__REQUIRED WORK__
Starting with the line with "outline **table leg**" in the entries below and going on through the line with "236], [754, 390]]]", output every line exactly and nothing more. No pictures.

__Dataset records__
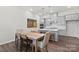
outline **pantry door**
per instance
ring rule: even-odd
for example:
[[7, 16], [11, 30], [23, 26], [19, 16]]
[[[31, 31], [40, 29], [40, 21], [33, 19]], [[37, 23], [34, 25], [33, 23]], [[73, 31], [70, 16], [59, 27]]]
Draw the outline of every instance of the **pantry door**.
[[67, 22], [67, 36], [78, 37], [78, 21]]

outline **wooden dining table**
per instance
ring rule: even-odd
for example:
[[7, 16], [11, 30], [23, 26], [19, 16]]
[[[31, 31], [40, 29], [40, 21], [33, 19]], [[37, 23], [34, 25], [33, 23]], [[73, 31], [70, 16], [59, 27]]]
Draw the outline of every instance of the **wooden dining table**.
[[35, 44], [35, 52], [37, 51], [37, 41], [38, 39], [40, 39], [41, 37], [44, 36], [43, 33], [39, 33], [39, 32], [20, 32], [23, 35], [26, 35], [29, 39], [31, 39], [34, 44]]

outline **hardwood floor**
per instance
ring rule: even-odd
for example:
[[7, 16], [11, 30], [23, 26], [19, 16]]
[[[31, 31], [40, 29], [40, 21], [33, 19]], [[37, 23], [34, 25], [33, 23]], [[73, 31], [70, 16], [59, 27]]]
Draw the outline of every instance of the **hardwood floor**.
[[[49, 52], [79, 52], [79, 39], [71, 37], [59, 37], [58, 42], [50, 41]], [[14, 42], [0, 45], [0, 52], [17, 52]]]
[[60, 37], [58, 42], [50, 42], [49, 52], [79, 52], [79, 39]]

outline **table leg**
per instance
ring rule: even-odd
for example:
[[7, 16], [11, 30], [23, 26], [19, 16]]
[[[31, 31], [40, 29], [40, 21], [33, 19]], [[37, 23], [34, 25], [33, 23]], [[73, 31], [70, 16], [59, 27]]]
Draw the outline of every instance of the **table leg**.
[[55, 32], [55, 41], [58, 41], [58, 32]]
[[33, 40], [34, 47], [35, 47], [35, 52], [37, 52], [37, 40]]

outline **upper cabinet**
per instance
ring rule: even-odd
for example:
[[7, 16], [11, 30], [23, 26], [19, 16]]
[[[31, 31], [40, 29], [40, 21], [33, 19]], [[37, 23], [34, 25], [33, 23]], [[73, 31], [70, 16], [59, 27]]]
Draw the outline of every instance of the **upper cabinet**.
[[66, 20], [79, 20], [79, 14], [70, 14], [66, 16]]
[[63, 26], [63, 25], [66, 24], [66, 21], [65, 21], [65, 17], [64, 16], [58, 16], [56, 18], [56, 21], [57, 21], [57, 24], [58, 25], [61, 25], [61, 26]]

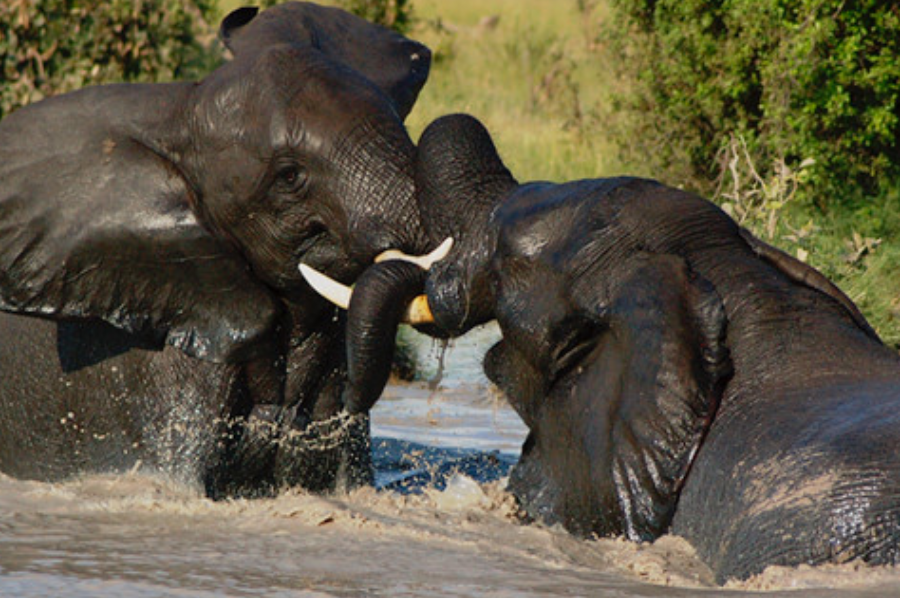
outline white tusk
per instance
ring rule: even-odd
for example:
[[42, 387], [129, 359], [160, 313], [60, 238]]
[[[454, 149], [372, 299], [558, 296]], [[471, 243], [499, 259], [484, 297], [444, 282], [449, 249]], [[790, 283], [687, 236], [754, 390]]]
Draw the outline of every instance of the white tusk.
[[448, 254], [450, 254], [450, 249], [453, 247], [453, 238], [448, 237], [446, 240], [441, 242], [441, 245], [432, 250], [430, 253], [425, 256], [411, 256], [409, 254], [404, 254], [399, 250], [385, 250], [381, 254], [375, 257], [375, 262], [380, 263], [386, 260], [405, 260], [406, 262], [411, 262], [415, 265], [419, 265], [425, 271], [431, 269], [434, 263], [439, 260], [443, 260]]
[[304, 263], [300, 263], [300, 272], [312, 289], [319, 292], [326, 300], [331, 300], [344, 310], [350, 306], [350, 297], [353, 295], [351, 288]]
[[[350, 298], [353, 296], [352, 288], [343, 283], [338, 283], [328, 275], [320, 273], [304, 263], [300, 263], [300, 272], [309, 285], [326, 300], [330, 300], [344, 310], [347, 310], [347, 307], [350, 306]], [[403, 322], [410, 325], [434, 323], [434, 315], [431, 313], [431, 307], [428, 305], [427, 296], [422, 294], [413, 298], [409, 306], [406, 307]]]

__TASK SOLUTION__
outline **table leg**
per instance
ring rule: even-odd
for example:
[[7, 16], [11, 30], [23, 26], [19, 16]]
[[[31, 31], [40, 29], [40, 21], [33, 19]], [[37, 23], [34, 25], [33, 23]], [[73, 31], [70, 16], [59, 27]]]
Draw the outline of every instance of the **table leg**.
[[55, 32], [55, 41], [58, 41], [58, 32]]
[[33, 40], [34, 47], [35, 47], [35, 52], [37, 52], [37, 40]]

outline **upper cabinet**
per instance
ring rule: even-odd
for example:
[[7, 16], [11, 30], [23, 26], [19, 16]]
[[[31, 31], [40, 29], [40, 21], [33, 19]], [[37, 23], [34, 25], [33, 23]], [[73, 31], [70, 16], [59, 27]]]
Draw the outline of every instance of the **upper cabinet**.
[[66, 20], [79, 20], [79, 14], [70, 14], [66, 16]]
[[63, 26], [63, 25], [66, 24], [66, 21], [65, 21], [65, 17], [64, 16], [58, 16], [56, 18], [56, 21], [57, 21], [57, 24], [58, 25], [61, 25], [61, 26]]

outline white tusk
per instance
ring rule: even-odd
for example:
[[42, 387], [129, 359], [160, 313], [60, 238]]
[[[454, 149], [372, 299], [558, 296]], [[471, 243], [499, 259], [484, 297], [444, 282], [449, 249]], [[790, 283], [687, 236], [754, 390]]]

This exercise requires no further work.